** begin DOCUMENT **
We are bound by the distinction drawn in Coakley between "remedial" and "preventative" measures. But we also are bound to respect the Coakley court's caution that it had provided only general definitions of "remedial" and "preventative," not a fully-precedential holding on developed facts that permits easy analogies from case to case. Here, we do have a fully developed record. Our task, like the task of the district court, is to make our best judgment about how the New Hampshire Supreme Court would apply the principles of Coakley to the facts before us. See, e.g., Hardy v. Loon Mountain Recreation Corp., 276 F.3d 18, 20 (1st Cir. 2002) (recognizing that the court of appeals, sitting in diversity, may need to predict how a state court would resolve an issue).
We agree with the district court that the New Hampshire Supreme Court would deem all of the response costs in this case "remedial." Contrary to Century's position, the barrier wall and soil caps in this case are not the kind of "preventative" measures that the Coakley court suggested might be exempt from coverage. Unlike the landfill in Coakley, the Dover MGP had been out of operation for nearly a half century when the environmental enforcement began. Furthermore, the costs in this case were incurred after the tar had already damaged the environment. More specifically, the costs were incurred both to remove the taint of past contamination and to prevent future damage from that same contamination.
** end DOCUMENT **
** begin SUPPLIED INFORMATION **
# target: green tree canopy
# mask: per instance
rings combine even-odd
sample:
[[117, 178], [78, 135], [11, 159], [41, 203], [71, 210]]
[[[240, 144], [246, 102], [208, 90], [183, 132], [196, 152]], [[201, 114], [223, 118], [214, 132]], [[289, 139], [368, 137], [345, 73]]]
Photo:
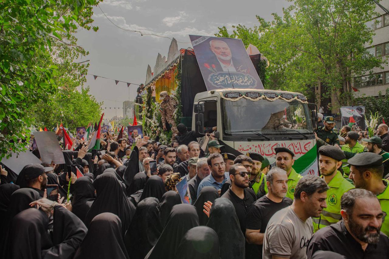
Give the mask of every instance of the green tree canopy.
[[92, 8], [100, 2], [0, 3], [0, 158], [11, 149], [24, 148], [19, 142], [25, 138], [28, 140], [28, 128], [34, 121], [29, 116], [32, 109], [37, 103], [47, 103], [64, 87], [60, 83], [64, 75], [56, 65], [63, 57], [54, 54], [56, 44], [83, 51], [74, 44], [71, 34], [77, 28], [92, 28]]
[[321, 82], [338, 103], [350, 104], [353, 76], [380, 67], [383, 62], [365, 48], [365, 43], [372, 42], [374, 31], [365, 23], [378, 15], [375, 4], [368, 0], [293, 2], [283, 9], [282, 17], [272, 14], [271, 22], [257, 16], [259, 24], [252, 28], [239, 24], [230, 34], [223, 27], [215, 35], [237, 37], [246, 46], [256, 46], [271, 65], [284, 64], [301, 54], [289, 65], [270, 74], [266, 88], [303, 92]]

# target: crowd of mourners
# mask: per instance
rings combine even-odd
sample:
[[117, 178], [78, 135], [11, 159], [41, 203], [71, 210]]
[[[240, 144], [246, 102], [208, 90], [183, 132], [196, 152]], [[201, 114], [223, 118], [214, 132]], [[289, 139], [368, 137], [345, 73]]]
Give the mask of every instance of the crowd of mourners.
[[[370, 138], [343, 128], [343, 143], [318, 140], [320, 176], [303, 177], [288, 148], [239, 154], [215, 129], [179, 124], [169, 145], [109, 132], [94, 157], [81, 140], [64, 147], [65, 164], [18, 174], [2, 164], [0, 258], [388, 258], [386, 124]], [[32, 152], [40, 159], [42, 148]], [[184, 179], [189, 204], [176, 187]]]

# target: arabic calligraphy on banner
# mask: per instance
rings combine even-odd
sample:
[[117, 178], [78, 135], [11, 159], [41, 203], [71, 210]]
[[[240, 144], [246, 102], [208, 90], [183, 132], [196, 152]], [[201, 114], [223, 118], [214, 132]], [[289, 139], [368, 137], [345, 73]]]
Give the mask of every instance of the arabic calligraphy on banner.
[[286, 147], [294, 153], [295, 159], [305, 155], [315, 146], [313, 140], [240, 142], [237, 142], [237, 144], [235, 149], [242, 154], [256, 152], [263, 156], [270, 157], [275, 156], [275, 148]]
[[208, 77], [208, 81], [217, 88], [226, 88], [242, 87], [254, 88], [257, 80], [250, 75], [243, 73], [218, 72], [212, 74]]

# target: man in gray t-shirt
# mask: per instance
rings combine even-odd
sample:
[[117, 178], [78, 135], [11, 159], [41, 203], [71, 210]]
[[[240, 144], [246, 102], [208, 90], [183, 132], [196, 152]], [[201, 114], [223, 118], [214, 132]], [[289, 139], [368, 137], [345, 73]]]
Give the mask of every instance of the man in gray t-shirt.
[[325, 181], [314, 175], [302, 178], [296, 186], [294, 200], [290, 206], [270, 219], [263, 240], [265, 259], [305, 259], [307, 246], [313, 233], [311, 217], [318, 217], [327, 207]]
** end SUPPLIED INFORMATION **
**GOAL**
Reproduce the stretch of the court opinion from "We agree with" through "that same contamination.", switching "barrier wall" to "containment wall".

**COMPLETE RESPONSE**
We agree with the district court that the New Hampshire Supreme Court would deem all of the response costs in this case "remedial." Contrary to Century's position, the containment wall and soil caps in this case are not the kind of "preventative" measures that the Coakley court suggested might be exempt from coverage. Unlike the landfill in Coakley, the Dover MGP had been out of operation for nearly a half century when the environmental enforcement began. Furthermore, the costs in this case were incurred after the tar had already damaged the environment. More specifically, the costs were incurred both to remove the taint of past contamination and to prevent future damage from that same contamination.